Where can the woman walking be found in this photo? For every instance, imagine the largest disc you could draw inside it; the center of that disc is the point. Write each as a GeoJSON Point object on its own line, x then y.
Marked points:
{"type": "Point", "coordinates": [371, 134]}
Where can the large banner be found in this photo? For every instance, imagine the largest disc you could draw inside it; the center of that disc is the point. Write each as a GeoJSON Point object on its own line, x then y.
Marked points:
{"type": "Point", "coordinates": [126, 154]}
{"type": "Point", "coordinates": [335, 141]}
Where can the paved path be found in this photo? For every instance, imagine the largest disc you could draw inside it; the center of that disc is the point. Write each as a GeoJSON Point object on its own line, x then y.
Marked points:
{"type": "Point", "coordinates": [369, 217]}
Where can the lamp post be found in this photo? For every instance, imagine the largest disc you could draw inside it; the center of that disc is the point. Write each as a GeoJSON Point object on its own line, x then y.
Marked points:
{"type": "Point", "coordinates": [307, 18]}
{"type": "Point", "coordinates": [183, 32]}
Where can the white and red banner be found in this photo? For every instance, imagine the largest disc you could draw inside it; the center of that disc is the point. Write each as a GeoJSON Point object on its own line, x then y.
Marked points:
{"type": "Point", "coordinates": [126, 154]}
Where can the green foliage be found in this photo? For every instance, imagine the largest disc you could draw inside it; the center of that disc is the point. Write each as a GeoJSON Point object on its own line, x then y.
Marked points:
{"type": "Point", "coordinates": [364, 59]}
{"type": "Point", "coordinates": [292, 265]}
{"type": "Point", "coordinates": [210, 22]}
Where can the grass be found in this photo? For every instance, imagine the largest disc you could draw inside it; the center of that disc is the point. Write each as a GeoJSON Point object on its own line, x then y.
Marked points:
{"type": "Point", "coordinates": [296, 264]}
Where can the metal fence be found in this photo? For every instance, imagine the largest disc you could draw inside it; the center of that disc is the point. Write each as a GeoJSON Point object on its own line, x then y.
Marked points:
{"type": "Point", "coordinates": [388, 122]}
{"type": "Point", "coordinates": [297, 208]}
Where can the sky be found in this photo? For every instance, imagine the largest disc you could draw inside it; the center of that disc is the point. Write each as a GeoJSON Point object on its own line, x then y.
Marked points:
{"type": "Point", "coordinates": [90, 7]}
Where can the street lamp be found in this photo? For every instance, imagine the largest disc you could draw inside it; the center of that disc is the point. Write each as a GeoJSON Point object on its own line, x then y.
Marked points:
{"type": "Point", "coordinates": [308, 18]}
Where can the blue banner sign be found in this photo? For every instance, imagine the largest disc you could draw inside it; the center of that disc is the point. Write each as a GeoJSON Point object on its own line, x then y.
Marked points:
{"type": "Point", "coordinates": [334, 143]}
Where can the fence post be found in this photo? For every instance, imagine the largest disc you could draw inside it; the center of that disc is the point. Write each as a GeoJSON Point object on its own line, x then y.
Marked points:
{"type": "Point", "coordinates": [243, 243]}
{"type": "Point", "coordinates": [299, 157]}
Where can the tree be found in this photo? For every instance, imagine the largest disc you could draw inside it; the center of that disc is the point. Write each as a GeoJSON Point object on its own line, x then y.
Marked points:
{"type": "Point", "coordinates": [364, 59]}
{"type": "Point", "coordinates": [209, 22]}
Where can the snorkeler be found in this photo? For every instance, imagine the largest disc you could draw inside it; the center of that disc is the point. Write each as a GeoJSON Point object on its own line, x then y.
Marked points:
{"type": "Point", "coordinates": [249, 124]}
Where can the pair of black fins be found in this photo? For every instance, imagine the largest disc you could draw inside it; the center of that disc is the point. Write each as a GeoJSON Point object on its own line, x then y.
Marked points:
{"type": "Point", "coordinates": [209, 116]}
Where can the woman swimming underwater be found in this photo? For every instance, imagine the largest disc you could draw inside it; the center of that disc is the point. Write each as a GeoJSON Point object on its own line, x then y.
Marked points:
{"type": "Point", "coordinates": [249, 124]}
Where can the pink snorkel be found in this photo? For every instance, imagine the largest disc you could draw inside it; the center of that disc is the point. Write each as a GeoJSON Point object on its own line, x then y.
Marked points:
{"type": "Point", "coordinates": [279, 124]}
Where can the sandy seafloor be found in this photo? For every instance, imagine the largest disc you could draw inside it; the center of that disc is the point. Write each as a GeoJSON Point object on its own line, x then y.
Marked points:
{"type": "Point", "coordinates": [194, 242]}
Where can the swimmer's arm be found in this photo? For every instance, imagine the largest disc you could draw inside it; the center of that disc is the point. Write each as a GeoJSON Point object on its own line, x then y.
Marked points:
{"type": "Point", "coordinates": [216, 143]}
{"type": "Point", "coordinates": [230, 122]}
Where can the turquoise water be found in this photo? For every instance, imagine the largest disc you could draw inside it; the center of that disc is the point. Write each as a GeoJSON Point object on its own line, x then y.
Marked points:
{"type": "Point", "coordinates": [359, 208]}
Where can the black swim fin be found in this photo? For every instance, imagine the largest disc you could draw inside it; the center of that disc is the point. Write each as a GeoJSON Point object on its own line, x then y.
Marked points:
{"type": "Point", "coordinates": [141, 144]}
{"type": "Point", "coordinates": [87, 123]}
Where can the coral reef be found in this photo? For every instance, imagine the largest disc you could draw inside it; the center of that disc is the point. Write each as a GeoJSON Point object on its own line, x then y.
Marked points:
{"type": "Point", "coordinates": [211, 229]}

____

• _WORK ITEM_
Please restate the preceding entries word for word.

• _THE ANSWER_
Where can the woman walking be found in this photo? For every instance, imagine the largest disc you could draw inside it; the center of that disc is the point. Write each as a GeoJSON Point object on its own line, x then y.
Marked points:
{"type": "Point", "coordinates": [371, 134]}
Where can the large banner be found in this photo? For every instance, imagine the largest disc you could draw inside it; the center of that disc is the point. Write each as a GeoJSON Point object on its own line, x then y.
Marked points:
{"type": "Point", "coordinates": [126, 154]}
{"type": "Point", "coordinates": [335, 141]}
Where can the paved path be found in this photo? For every instance, imagine the largest disc you could draw inside it; the center of that disc is the point. Write each as a GeoJSON Point object on its own line, x then y.
Marked points:
{"type": "Point", "coordinates": [369, 217]}
Where can the lamp post be found in this photo? For every instance, imagine the largest disc you could draw inside it; the center of that disc is the point. Write each as a GeoJSON Point object on its own line, x then y.
Marked points:
{"type": "Point", "coordinates": [307, 18]}
{"type": "Point", "coordinates": [183, 32]}
Where can the white and red banner be found in this photo? For every instance, imagine the largest disc you could draw inside it; the center of that disc is the point. Write each as a GeoJSON Point object on its own line, x then y.
Marked points:
{"type": "Point", "coordinates": [126, 154]}
Where can the green foliage be found in this photo? For every instance, imagine the largest disc you could draw inside it; the center of that disc is the point. Write each as a GeoJSON Point object on its own line, x then y.
Marked points:
{"type": "Point", "coordinates": [364, 59]}
{"type": "Point", "coordinates": [292, 265]}
{"type": "Point", "coordinates": [210, 22]}
Where can the grass be found in this photo? For every instance, imagine the largest disc you could draw inside it; the center of that disc is the point. Write each as a GeoJSON Point object on its own line, x then y.
Marked points:
{"type": "Point", "coordinates": [296, 264]}
Where can the metal fence be found in this photo? For every instance, imagine the largest disc you could draw inside it; the center of that disc is the point. Write each as a GeoJSON Point object on its own line, x then y.
Marked points:
{"type": "Point", "coordinates": [388, 122]}
{"type": "Point", "coordinates": [297, 208]}
Where can the sky be found in this photo? For every instance, imagine the largest disc you could draw inside it; the center of that disc is the point. Write each as a GeoJSON Point object on its own line, x then y.
Marked points:
{"type": "Point", "coordinates": [90, 7]}
Where can the street lamp be found in this photo? For every instance, imagine the largest disc you could draw inside it; the center of that disc is the point. Write each as a GeoJSON Point object on its own line, x then y.
Marked points:
{"type": "Point", "coordinates": [308, 18]}
Where can the blue banner sign be found in this photo? For every instance, imagine the largest disc you could draw inside it; the center of that disc is the point. Write each as a GeoJSON Point object on its own line, x then y.
Marked points:
{"type": "Point", "coordinates": [334, 143]}
Where can the fence post be found in this photo? For every instance, imagine the largest disc you could draw inside it; the center of that disc is the point. Write each as a GeoJSON Point object on its own line, x then y.
Marked points:
{"type": "Point", "coordinates": [243, 243]}
{"type": "Point", "coordinates": [299, 157]}
Where can the tree be found in this photo? For every instance, imagine the largest disc you could draw inside it; the center of that disc is the point. Write each as a GeoJSON Point object on its own line, x then y.
Marked points:
{"type": "Point", "coordinates": [364, 59]}
{"type": "Point", "coordinates": [209, 22]}
Where can the snorkeler be found in this photo? For every instance, imagine the largest disc you could draw inside it; the center of that disc is the point. Write each as a GeoJSON Point object on its own line, x then y.
Marked points:
{"type": "Point", "coordinates": [249, 124]}
Where can the pair of black fins be found in this photo? For every instance, imagine the largest disc you could draw inside it; the center of that disc is the point. Write each as a GeoJSON Point object on its own line, x then y.
Marked points:
{"type": "Point", "coordinates": [209, 116]}
Where can the woman swimming underwater be found in this photo? For every instance, imagine the largest disc you could draw inside it; the center of that disc is the point. Write each as a GeoJSON Point object on its own line, x then y.
Marked points:
{"type": "Point", "coordinates": [249, 124]}
Where can the pink snorkel be found in this photo? For every instance, imagine the largest disc you could draw inside it; the center of that disc is the point. Write each as a GeoJSON Point object on its own line, x then y.
Marked points:
{"type": "Point", "coordinates": [279, 124]}
Where can the sandy seafloor be found in this photo? For every instance, imagine the largest disc you could draw inside it; the center of that disc is the point. Write each as a GeoJSON Point object on its own line, x then y.
Marked points:
{"type": "Point", "coordinates": [194, 242]}
Where can the swimmer's arm be found in this photo? For every instance, imagine the largest disc you could draw inside it; the center of that disc is the point. Write each as a GeoJSON Point object on its own line, x then y.
Marked points:
{"type": "Point", "coordinates": [216, 143]}
{"type": "Point", "coordinates": [230, 122]}
Where can the turquoise water be found in this photo? For every instance, imagine the largest disc you could draw inside it; the center of that disc is the point. Write each as a GeoJSON Point object on its own line, x then y.
Marked points:
{"type": "Point", "coordinates": [359, 208]}
Where can the black swim fin be found in this photo? For every instance, imagine the largest disc you could draw inside it; the center of that disc is the point. Write each as a GeoJSON Point object on its own line, x then y.
Marked points:
{"type": "Point", "coordinates": [141, 144]}
{"type": "Point", "coordinates": [87, 123]}
Where can the coral reef be found in this photo? For every instance, imagine the largest disc you could draw inside it; the center of that disc is the point. Write each as a GeoJSON Point object on its own line, x then y.
Marked points:
{"type": "Point", "coordinates": [211, 229]}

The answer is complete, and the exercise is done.